> [Source data]:
--- start ---
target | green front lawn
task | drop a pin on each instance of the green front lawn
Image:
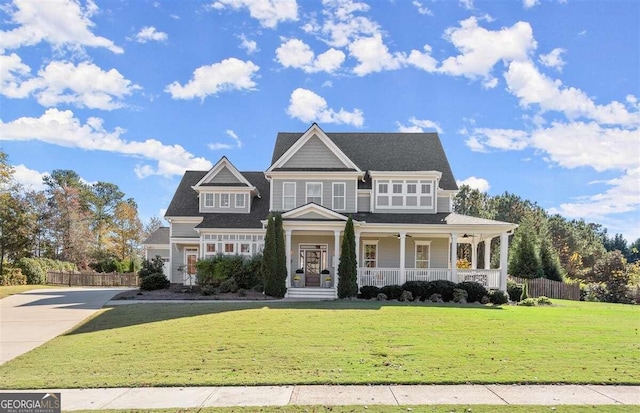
(338, 342)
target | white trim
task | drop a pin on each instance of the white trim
(306, 193)
(343, 196)
(294, 195)
(313, 130)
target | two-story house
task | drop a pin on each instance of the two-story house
(398, 188)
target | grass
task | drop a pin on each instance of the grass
(392, 409)
(339, 342)
(7, 290)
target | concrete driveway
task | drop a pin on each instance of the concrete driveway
(30, 319)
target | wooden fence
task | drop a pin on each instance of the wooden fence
(549, 288)
(92, 279)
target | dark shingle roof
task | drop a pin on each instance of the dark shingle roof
(185, 203)
(385, 152)
(159, 236)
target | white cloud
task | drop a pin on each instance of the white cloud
(62, 23)
(482, 49)
(229, 74)
(422, 9)
(419, 125)
(61, 128)
(532, 87)
(85, 85)
(297, 54)
(250, 46)
(29, 178)
(149, 33)
(480, 184)
(553, 59)
(268, 12)
(307, 106)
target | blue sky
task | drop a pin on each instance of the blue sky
(538, 98)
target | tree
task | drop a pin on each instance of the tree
(347, 269)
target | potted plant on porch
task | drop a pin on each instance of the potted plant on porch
(326, 277)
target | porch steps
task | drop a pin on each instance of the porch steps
(308, 293)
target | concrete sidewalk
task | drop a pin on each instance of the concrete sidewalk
(30, 319)
(196, 397)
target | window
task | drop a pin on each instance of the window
(240, 200)
(208, 200)
(370, 254)
(314, 192)
(422, 254)
(224, 200)
(405, 193)
(288, 195)
(338, 196)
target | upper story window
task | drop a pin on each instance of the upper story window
(288, 195)
(208, 200)
(314, 192)
(339, 196)
(404, 194)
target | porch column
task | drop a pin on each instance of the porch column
(287, 247)
(487, 254)
(504, 251)
(454, 257)
(336, 254)
(474, 255)
(403, 238)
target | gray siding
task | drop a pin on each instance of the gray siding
(232, 204)
(327, 193)
(184, 230)
(224, 176)
(314, 154)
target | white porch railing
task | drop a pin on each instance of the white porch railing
(488, 278)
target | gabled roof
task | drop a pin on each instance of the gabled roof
(384, 152)
(185, 203)
(158, 237)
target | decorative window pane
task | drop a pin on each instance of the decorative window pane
(339, 196)
(288, 195)
(208, 200)
(240, 200)
(314, 192)
(224, 200)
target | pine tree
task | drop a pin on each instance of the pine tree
(347, 269)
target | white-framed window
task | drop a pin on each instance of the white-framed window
(240, 200)
(288, 195)
(224, 200)
(209, 200)
(404, 194)
(370, 255)
(314, 192)
(339, 191)
(423, 254)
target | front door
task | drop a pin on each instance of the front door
(312, 261)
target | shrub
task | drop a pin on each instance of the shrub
(442, 287)
(459, 295)
(542, 300)
(498, 297)
(406, 296)
(528, 302)
(418, 289)
(156, 281)
(12, 276)
(475, 291)
(393, 292)
(368, 292)
(514, 290)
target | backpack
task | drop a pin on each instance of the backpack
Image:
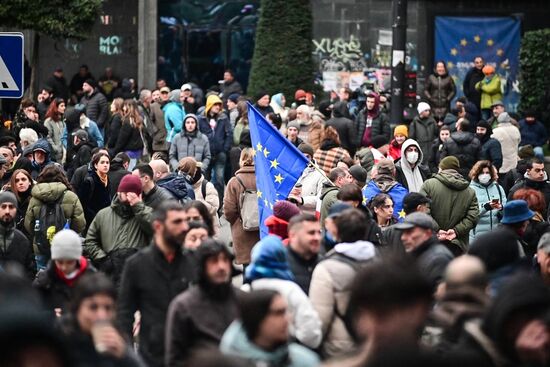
(249, 208)
(51, 220)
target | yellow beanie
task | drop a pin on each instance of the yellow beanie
(401, 130)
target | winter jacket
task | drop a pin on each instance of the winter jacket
(189, 145)
(490, 91)
(156, 196)
(243, 241)
(421, 172)
(129, 138)
(440, 91)
(236, 343)
(55, 292)
(97, 108)
(55, 132)
(473, 76)
(432, 259)
(387, 185)
(453, 205)
(196, 320)
(534, 134)
(330, 290)
(117, 227)
(509, 138)
(94, 195)
(465, 147)
(159, 128)
(173, 119)
(305, 324)
(488, 218)
(16, 248)
(380, 125)
(343, 125)
(149, 284)
(329, 155)
(424, 131)
(50, 192)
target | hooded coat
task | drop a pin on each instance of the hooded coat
(453, 205)
(343, 125)
(411, 179)
(464, 146)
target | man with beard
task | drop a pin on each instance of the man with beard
(14, 246)
(152, 278)
(198, 317)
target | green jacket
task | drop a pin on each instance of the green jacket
(490, 92)
(454, 204)
(119, 226)
(49, 192)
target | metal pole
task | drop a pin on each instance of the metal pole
(399, 38)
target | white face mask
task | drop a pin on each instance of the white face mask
(484, 178)
(412, 157)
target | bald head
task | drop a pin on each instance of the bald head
(466, 270)
(160, 168)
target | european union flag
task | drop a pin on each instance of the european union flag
(279, 164)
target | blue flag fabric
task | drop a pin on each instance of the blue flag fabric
(497, 39)
(278, 164)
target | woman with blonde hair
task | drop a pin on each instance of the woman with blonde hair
(490, 197)
(244, 179)
(130, 138)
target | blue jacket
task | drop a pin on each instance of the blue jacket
(396, 191)
(220, 137)
(488, 219)
(173, 119)
(532, 134)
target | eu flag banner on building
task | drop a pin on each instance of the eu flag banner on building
(497, 39)
(278, 164)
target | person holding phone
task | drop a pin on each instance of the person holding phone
(490, 197)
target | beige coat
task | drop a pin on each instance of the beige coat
(243, 241)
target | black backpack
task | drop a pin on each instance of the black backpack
(51, 220)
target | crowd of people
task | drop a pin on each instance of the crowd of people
(425, 243)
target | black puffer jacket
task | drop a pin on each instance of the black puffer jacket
(466, 147)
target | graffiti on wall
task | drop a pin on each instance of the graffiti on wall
(339, 54)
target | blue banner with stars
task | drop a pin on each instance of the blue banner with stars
(278, 163)
(458, 40)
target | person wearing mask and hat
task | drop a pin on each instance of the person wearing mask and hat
(14, 245)
(215, 124)
(490, 89)
(189, 143)
(120, 230)
(423, 129)
(509, 138)
(491, 149)
(454, 204)
(533, 133)
(400, 134)
(56, 282)
(95, 103)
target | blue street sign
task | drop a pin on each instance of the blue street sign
(11, 65)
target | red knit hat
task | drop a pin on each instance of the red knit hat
(130, 183)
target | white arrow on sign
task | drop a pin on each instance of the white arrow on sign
(6, 80)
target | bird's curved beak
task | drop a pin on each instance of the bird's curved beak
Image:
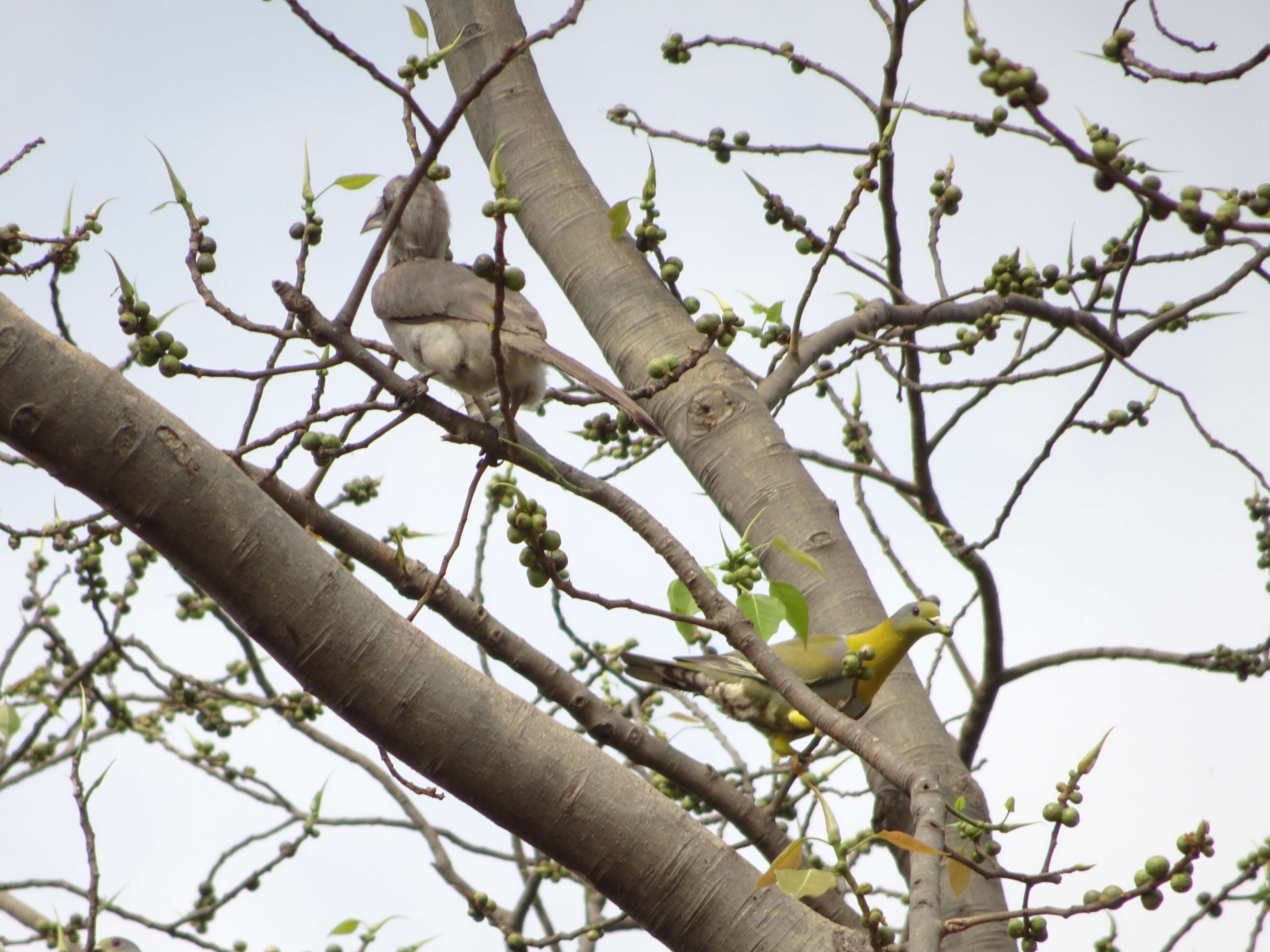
(378, 218)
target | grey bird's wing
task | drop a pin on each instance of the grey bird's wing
(425, 287)
(423, 290)
(542, 351)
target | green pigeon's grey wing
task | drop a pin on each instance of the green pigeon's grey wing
(666, 675)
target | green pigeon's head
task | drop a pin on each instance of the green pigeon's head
(919, 619)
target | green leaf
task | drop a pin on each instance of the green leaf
--- end ---
> [Stated problem]:
Write out every one of the records above word for word, leaving out the pictures.

> [Solution]:
target | green front lawn
task | drop a pin on each instance of the green front lawn
Image:
(338, 342)
target | white trim
task | drop a pin on each instance of the white trim
(306, 193)
(343, 196)
(294, 195)
(313, 130)
target | two-story house
task | drop a pin on each instance of the two-story house
(398, 188)
target | grass
task | drop a pin on each instance of the grass
(392, 409)
(339, 342)
(7, 290)
target | concrete driveway
task | drop a pin on each instance of the concrete driveway
(30, 319)
target | wooden fence
task | drop a pin on each instance of the wooden fence
(549, 288)
(92, 279)
target | dark shingle roof
task | drop a pin on each instance of the dark shingle roof
(185, 203)
(385, 152)
(159, 236)
target | white cloud
task | drop a pin on each instance of the white cloud
(62, 23)
(482, 49)
(229, 74)
(422, 9)
(419, 125)
(61, 128)
(532, 87)
(85, 85)
(297, 54)
(250, 46)
(29, 178)
(149, 33)
(480, 184)
(553, 59)
(268, 12)
(307, 106)
target | blue sky
task | drop a pin on each instance of the blue sky
(538, 98)
target | tree
task | drop a pin on each instance of the tree
(347, 269)
target | potted plant on porch
task | drop a pin on each instance of the potted plant on porch
(326, 277)
target | porch steps
task | drop a pin on each instance of the porch steps
(308, 293)
target | concrete sidewalk
task | drop a pin on each instance of the concrete sidewalk
(30, 319)
(196, 397)
target | window
task | drop a pin on each instance of the window
(240, 200)
(208, 200)
(370, 254)
(314, 192)
(422, 254)
(224, 200)
(405, 193)
(288, 195)
(338, 196)
target | upper story window
task | drop a pin on each instance of the upper story window
(288, 195)
(208, 200)
(314, 192)
(339, 196)
(404, 194)
target | porch column
task | drop a pin on each instance of the porch column
(287, 247)
(487, 254)
(504, 251)
(454, 257)
(336, 254)
(474, 255)
(403, 238)
target | gray siding
task | drop a pin on each instance of the gray siding
(232, 204)
(327, 193)
(184, 230)
(224, 176)
(314, 154)
target | white porch railing
task | drop a pin on each instance of the white porch railing
(488, 278)
target | gabled roof
task | drop a pin on each instance of the gabled roof
(384, 152)
(185, 203)
(158, 237)
target | decorative window pane
task | drop a pin on each instance of the decorative window pane
(339, 196)
(288, 195)
(208, 200)
(240, 200)
(314, 192)
(224, 200)
target | pine tree
task | drop a pin on each instance of the pine tree
(347, 269)
target | white-framed window
task | drop a pin on each instance of the white-framed window
(240, 200)
(288, 195)
(224, 200)
(209, 200)
(404, 194)
(370, 255)
(314, 192)
(339, 191)
(423, 254)
target | front door
task | drop a pin on each instance of the front door
(312, 261)
target | shrub
task | drop a pin on each instance of the shrub
(442, 287)
(459, 295)
(542, 300)
(498, 297)
(406, 296)
(528, 302)
(418, 289)
(156, 281)
(12, 276)
(475, 291)
(393, 292)
(368, 292)
(514, 290)
target | backpack
task | drop a pin on each instance of the backpack
Image:
(249, 208)
(51, 220)
target | yellow beanie
task | drop a pin on each instance of the yellow beanie
(401, 130)
target | winter jacket
task | drop a pin on each instance of the winter jacket
(189, 145)
(490, 91)
(156, 196)
(243, 241)
(421, 172)
(129, 138)
(440, 91)
(236, 343)
(55, 292)
(97, 108)
(55, 132)
(473, 76)
(432, 259)
(387, 185)
(453, 205)
(196, 320)
(534, 134)
(330, 290)
(117, 227)
(509, 138)
(94, 195)
(465, 147)
(159, 128)
(173, 119)
(305, 324)
(488, 218)
(16, 248)
(380, 125)
(343, 125)
(149, 284)
(329, 155)
(424, 131)
(50, 192)
target | hooded coat
task | drop a pin on each instance of the hooded coat
(453, 205)
(343, 125)
(411, 179)
(464, 146)
target | man with beard
task | drop a pin on each instance of the man with beard
(14, 246)
(152, 278)
(198, 317)
target | green jacket
task | drop a pin on each instance of the green jacket
(490, 92)
(454, 204)
(119, 226)
(49, 192)
target | metal pole
task | drop a pin on each instance of the metal pole
(399, 38)
target | white face mask
task | drop a pin on each instance of the white face mask
(484, 178)
(412, 157)
target | bald head
task | drop a pin on each instance of the bald head
(466, 270)
(160, 168)
target | european union flag
task | drop a pin on each instance of the european union flag
(279, 164)
target | blue flag fabric
task | drop a pin on each instance of the blue flag fabric
(497, 39)
(278, 164)
target | woman with blonde hair
task | drop a pin on each instance of the woman with blonde hair
(490, 197)
(244, 179)
(130, 138)
target | blue jacket
task | drop a pin on each instance of the blue jacket
(396, 191)
(220, 137)
(488, 219)
(173, 119)
(532, 134)
target | eu flag banner on building
task | drop a pin on each instance of the eu flag banner on building
(497, 39)
(278, 164)
target | person holding phone
task | drop a pin on each instance of the person holding phone
(490, 197)
target | beige coat
task | drop a pin on each instance of the beige coat
(243, 241)
target | black backpack
task | drop a pin on each instance of the black backpack
(51, 220)
target | crowd of people
task | drop a pin on each instance of the crowd of people
(425, 243)
target | black puffer jacket
task | drop a pin on each instance of the black puffer jacket
(466, 147)
target | graffiti on wall
task | drop a pin on each instance of the graffiti on wall
(339, 54)
target | blue banner with stars
task | drop a pin on each instance of the blue banner with stars
(278, 163)
(458, 40)
target | person wearing mask and hat
task | drop a pin on each instance of the person wearing mask and hat
(14, 245)
(215, 124)
(490, 89)
(189, 143)
(120, 230)
(423, 129)
(509, 138)
(491, 149)
(454, 204)
(533, 133)
(400, 134)
(56, 282)
(95, 103)
target | blue street sign
task | drop a pin on each instance of the blue street sign
(11, 65)
target | red knit hat
task | drop a pin on each instance of the red knit hat
(130, 183)
target | white arrow on sign
task | drop a pin on each instance of the white arrow on sign
(6, 80)
target | bird's curved beak
task | drop a pin on each instance of the bird's curved beak
Image:
(378, 218)
target | grey bird's wing
task | drop a pin on each instance of the grey bird's wing
(425, 287)
(423, 290)
(542, 351)
target | green pigeon's grey wing
task | drop a pin on each instance of the green pigeon's grey wing
(666, 675)
target | green pigeon's head
task | drop a pin on each instance of the green pigeon's head
(919, 619)
target | green leaf
task | drop a pin on each instance of the green leaf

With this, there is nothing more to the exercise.